Stored items:
++++++++
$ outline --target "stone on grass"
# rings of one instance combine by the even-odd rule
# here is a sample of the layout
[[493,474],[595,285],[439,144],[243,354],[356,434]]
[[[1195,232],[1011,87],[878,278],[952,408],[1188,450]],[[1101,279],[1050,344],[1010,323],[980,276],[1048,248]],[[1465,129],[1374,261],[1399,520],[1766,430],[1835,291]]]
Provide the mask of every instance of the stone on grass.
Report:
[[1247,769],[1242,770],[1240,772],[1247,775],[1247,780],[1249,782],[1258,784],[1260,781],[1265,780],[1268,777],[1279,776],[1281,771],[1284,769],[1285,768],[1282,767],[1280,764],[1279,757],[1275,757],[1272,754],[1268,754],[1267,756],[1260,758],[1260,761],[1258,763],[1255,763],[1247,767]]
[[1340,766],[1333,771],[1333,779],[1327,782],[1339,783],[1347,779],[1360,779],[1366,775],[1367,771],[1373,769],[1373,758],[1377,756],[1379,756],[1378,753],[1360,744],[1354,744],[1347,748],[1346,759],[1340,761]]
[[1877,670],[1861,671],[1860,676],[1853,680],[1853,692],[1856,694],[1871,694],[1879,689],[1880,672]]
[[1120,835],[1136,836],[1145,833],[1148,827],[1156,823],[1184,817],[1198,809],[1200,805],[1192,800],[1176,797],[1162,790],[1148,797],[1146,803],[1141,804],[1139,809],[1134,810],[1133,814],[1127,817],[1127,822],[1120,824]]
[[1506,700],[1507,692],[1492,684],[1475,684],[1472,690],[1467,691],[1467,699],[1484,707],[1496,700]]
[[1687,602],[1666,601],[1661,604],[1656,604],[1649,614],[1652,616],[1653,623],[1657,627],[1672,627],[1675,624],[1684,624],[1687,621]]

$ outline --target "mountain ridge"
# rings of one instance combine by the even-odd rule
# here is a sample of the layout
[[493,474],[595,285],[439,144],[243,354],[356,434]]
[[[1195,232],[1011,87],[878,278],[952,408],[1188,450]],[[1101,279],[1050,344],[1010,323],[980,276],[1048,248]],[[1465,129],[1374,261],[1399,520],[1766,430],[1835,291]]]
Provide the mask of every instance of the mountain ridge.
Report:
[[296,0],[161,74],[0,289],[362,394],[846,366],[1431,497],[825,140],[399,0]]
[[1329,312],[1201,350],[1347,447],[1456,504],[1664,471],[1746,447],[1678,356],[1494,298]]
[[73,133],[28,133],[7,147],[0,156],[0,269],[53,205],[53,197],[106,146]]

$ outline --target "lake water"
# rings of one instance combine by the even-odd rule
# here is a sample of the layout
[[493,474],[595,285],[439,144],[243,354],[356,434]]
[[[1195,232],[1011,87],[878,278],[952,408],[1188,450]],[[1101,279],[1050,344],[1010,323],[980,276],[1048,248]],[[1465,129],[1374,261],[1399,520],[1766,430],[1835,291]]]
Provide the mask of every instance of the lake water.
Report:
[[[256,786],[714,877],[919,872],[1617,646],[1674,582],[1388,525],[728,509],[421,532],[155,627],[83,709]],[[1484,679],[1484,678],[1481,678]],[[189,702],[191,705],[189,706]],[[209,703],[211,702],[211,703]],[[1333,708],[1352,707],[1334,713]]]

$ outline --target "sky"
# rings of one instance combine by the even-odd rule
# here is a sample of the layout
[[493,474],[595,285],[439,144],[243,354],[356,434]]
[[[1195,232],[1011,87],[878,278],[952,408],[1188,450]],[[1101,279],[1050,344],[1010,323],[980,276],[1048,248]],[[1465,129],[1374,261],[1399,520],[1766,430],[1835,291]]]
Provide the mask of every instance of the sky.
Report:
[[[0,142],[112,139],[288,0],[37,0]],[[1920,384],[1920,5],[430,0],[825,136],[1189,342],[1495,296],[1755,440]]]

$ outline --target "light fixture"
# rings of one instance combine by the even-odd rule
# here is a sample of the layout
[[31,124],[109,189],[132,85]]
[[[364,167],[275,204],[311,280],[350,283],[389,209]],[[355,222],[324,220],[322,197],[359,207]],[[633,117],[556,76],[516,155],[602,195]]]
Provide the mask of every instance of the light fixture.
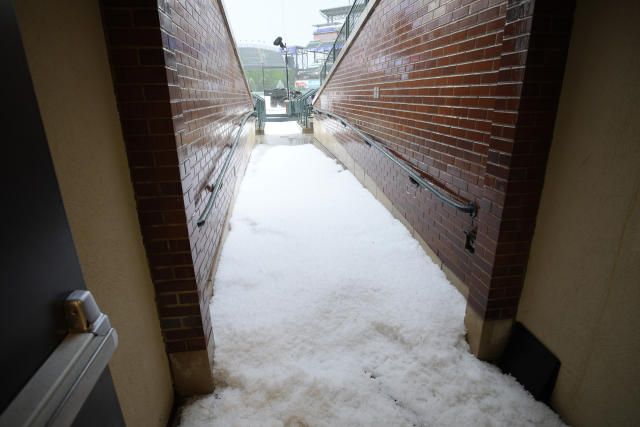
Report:
[[287,56],[287,45],[282,42],[282,37],[278,36],[273,41],[274,46],[280,46],[280,49],[284,49],[284,67],[285,72],[287,74],[287,99],[290,100],[289,97],[289,57]]
[[282,49],[286,49],[287,46],[285,46],[284,43],[282,43],[282,37],[279,37],[277,39],[275,39],[273,41],[274,46],[280,46]]

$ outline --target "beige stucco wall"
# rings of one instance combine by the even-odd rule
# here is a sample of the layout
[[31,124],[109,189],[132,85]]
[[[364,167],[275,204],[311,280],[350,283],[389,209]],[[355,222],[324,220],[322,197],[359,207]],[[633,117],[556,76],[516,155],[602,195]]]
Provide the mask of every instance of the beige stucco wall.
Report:
[[[85,281],[117,329],[125,421],[165,426],[173,387],[136,215],[98,1],[18,0],[31,75]],[[28,189],[25,189],[28,191]]]
[[578,426],[640,418],[640,3],[579,1],[517,319]]

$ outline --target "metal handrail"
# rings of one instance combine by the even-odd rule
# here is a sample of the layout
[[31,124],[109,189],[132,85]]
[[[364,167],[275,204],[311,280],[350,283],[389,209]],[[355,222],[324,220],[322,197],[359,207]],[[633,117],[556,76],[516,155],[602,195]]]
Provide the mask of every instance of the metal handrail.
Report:
[[386,148],[384,148],[383,146],[381,146],[380,144],[378,144],[377,142],[375,142],[371,138],[367,137],[365,134],[360,132],[360,130],[358,130],[357,128],[353,127],[351,125],[351,123],[347,122],[342,117],[338,116],[337,114],[334,114],[334,113],[331,113],[329,111],[326,111],[326,110],[320,110],[318,108],[315,108],[314,112],[320,113],[320,114],[324,114],[324,115],[327,115],[329,117],[333,117],[336,120],[339,120],[343,125],[345,125],[349,129],[351,129],[352,131],[357,133],[358,136],[360,138],[362,138],[365,143],[367,143],[367,145],[373,146],[376,149],[378,149],[378,151],[380,151],[387,158],[389,158],[393,163],[395,163],[397,166],[399,166],[400,169],[405,171],[409,175],[409,180],[411,180],[412,183],[421,185],[422,187],[424,187],[427,190],[431,191],[438,199],[442,200],[443,202],[445,202],[449,206],[453,206],[454,208],[456,208],[457,210],[459,210],[461,212],[468,213],[469,215],[471,215],[472,218],[475,217],[476,214],[478,213],[478,206],[474,202],[469,202],[466,205],[461,205],[460,203],[457,203],[456,201],[454,201],[454,200],[450,199],[449,197],[445,196],[437,188],[435,188],[432,184],[430,184],[427,181],[425,181],[424,179],[422,179],[417,173],[415,173],[407,165],[405,165],[403,162],[401,162],[396,156],[394,156],[393,154],[389,153],[389,151],[387,151]]
[[253,108],[257,113],[256,117],[258,118],[258,129],[263,129],[264,122],[267,117],[267,106],[264,102],[264,98],[260,95],[252,93],[251,97],[253,98]]
[[231,149],[229,150],[229,154],[227,154],[227,158],[222,165],[222,171],[218,174],[215,183],[211,186],[211,195],[209,196],[209,200],[207,201],[207,206],[204,208],[202,215],[198,218],[198,227],[202,227],[204,223],[207,221],[209,214],[211,213],[211,209],[213,208],[213,203],[216,201],[216,197],[218,197],[218,193],[220,192],[220,188],[222,188],[222,178],[224,178],[227,173],[227,169],[229,168],[229,164],[231,163],[231,158],[233,157],[233,153],[236,151],[236,147],[238,146],[238,141],[240,140],[240,135],[242,135],[242,129],[244,128],[245,123],[249,120],[249,117],[257,116],[257,111],[251,111],[247,113],[242,118],[240,122],[240,129],[238,129],[238,133],[236,134],[235,139],[233,140],[233,144],[231,144]]
[[74,290],[59,308],[68,333],[0,414],[0,427],[70,426],[118,348],[91,292]]
[[298,124],[302,127],[307,127],[309,124],[309,116],[311,115],[312,110],[312,106],[309,101],[313,99],[313,96],[317,91],[318,89],[308,90],[289,103],[291,115],[298,117]]
[[[327,77],[327,74],[331,70],[331,67],[333,67],[333,63],[338,58],[340,51],[347,44],[347,40],[353,32],[353,27],[356,21],[358,20],[358,18],[362,14],[362,11],[365,9],[368,3],[369,0],[354,0],[353,4],[351,5],[351,9],[349,9],[347,17],[344,20],[344,24],[342,25],[342,28],[340,28],[338,36],[333,42],[333,46],[331,47],[331,50],[329,51],[327,58],[322,65],[322,69],[320,70],[320,82],[323,82]],[[358,8],[356,8],[356,5],[358,5]],[[362,6],[360,10],[358,10],[359,6]],[[338,42],[341,42],[342,45],[338,45]]]

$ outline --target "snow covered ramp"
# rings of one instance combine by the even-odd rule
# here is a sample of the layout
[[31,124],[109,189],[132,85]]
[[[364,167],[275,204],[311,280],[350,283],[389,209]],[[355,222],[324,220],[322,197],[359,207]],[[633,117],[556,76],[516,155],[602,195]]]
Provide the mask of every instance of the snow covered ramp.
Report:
++++++++
TO DO = Copy out every line in the entries above that holds "wall".

SOLUTION TO THE PROBLEM =
$ outline --target "beige stucco wall"
Provide the mask of every instance of the beige stucco wall.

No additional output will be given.